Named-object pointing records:

-=-=-

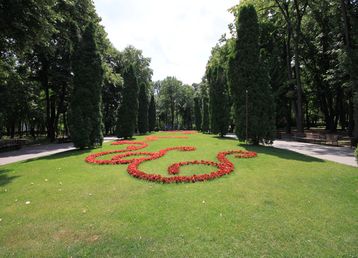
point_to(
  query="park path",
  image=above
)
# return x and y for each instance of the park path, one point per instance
(37, 151)
(343, 155)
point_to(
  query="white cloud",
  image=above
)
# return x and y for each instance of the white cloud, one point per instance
(176, 34)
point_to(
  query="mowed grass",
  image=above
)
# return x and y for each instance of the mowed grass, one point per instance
(280, 204)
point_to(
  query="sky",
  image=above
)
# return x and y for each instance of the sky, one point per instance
(177, 35)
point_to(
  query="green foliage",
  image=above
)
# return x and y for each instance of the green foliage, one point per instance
(169, 95)
(280, 204)
(254, 110)
(152, 114)
(205, 127)
(86, 117)
(128, 110)
(197, 113)
(219, 103)
(143, 109)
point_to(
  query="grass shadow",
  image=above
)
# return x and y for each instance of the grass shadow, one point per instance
(224, 138)
(4, 178)
(60, 155)
(281, 153)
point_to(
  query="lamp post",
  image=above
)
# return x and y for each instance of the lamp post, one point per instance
(247, 115)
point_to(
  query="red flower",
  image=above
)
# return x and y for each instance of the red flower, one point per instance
(224, 166)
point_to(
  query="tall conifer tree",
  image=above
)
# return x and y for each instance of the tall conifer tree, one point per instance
(85, 116)
(197, 113)
(128, 110)
(219, 100)
(205, 122)
(152, 114)
(143, 110)
(254, 108)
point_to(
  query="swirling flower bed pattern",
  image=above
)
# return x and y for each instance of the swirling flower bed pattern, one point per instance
(224, 166)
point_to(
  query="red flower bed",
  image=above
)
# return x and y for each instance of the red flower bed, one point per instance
(178, 131)
(224, 166)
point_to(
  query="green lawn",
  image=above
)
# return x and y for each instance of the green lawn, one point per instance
(279, 204)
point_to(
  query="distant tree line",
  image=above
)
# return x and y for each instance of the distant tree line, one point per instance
(286, 65)
(294, 63)
(60, 75)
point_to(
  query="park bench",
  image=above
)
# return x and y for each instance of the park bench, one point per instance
(11, 144)
(332, 139)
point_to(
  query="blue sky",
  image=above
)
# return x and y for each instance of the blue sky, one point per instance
(176, 34)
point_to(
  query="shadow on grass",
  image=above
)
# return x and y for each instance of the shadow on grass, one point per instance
(61, 155)
(283, 154)
(4, 178)
(224, 138)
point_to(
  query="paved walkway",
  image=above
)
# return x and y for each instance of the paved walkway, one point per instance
(37, 151)
(343, 155)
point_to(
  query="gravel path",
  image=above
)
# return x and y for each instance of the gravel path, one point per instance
(343, 155)
(37, 151)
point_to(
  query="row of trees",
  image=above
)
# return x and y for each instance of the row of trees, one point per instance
(60, 74)
(299, 55)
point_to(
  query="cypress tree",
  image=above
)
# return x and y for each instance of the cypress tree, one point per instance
(250, 83)
(128, 110)
(143, 110)
(197, 113)
(85, 121)
(205, 121)
(152, 114)
(219, 100)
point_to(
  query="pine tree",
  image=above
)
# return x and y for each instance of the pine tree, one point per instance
(85, 114)
(205, 122)
(219, 100)
(197, 113)
(128, 110)
(143, 110)
(152, 114)
(249, 82)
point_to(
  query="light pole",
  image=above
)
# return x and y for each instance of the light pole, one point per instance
(247, 115)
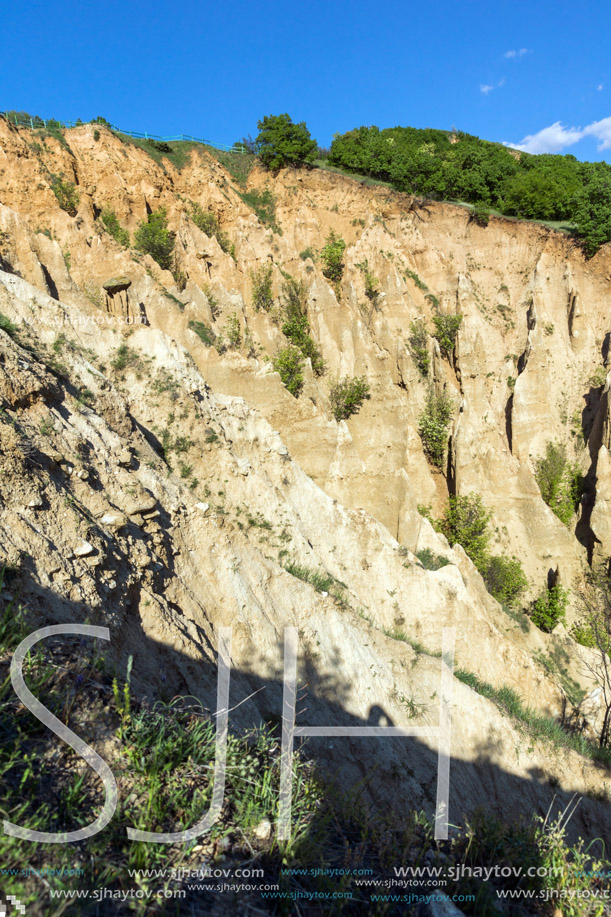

-=-=-

Set task => Tally how many lines in the rows above contain the string "white", with case counting, and reply with only that number.

Right answer => 2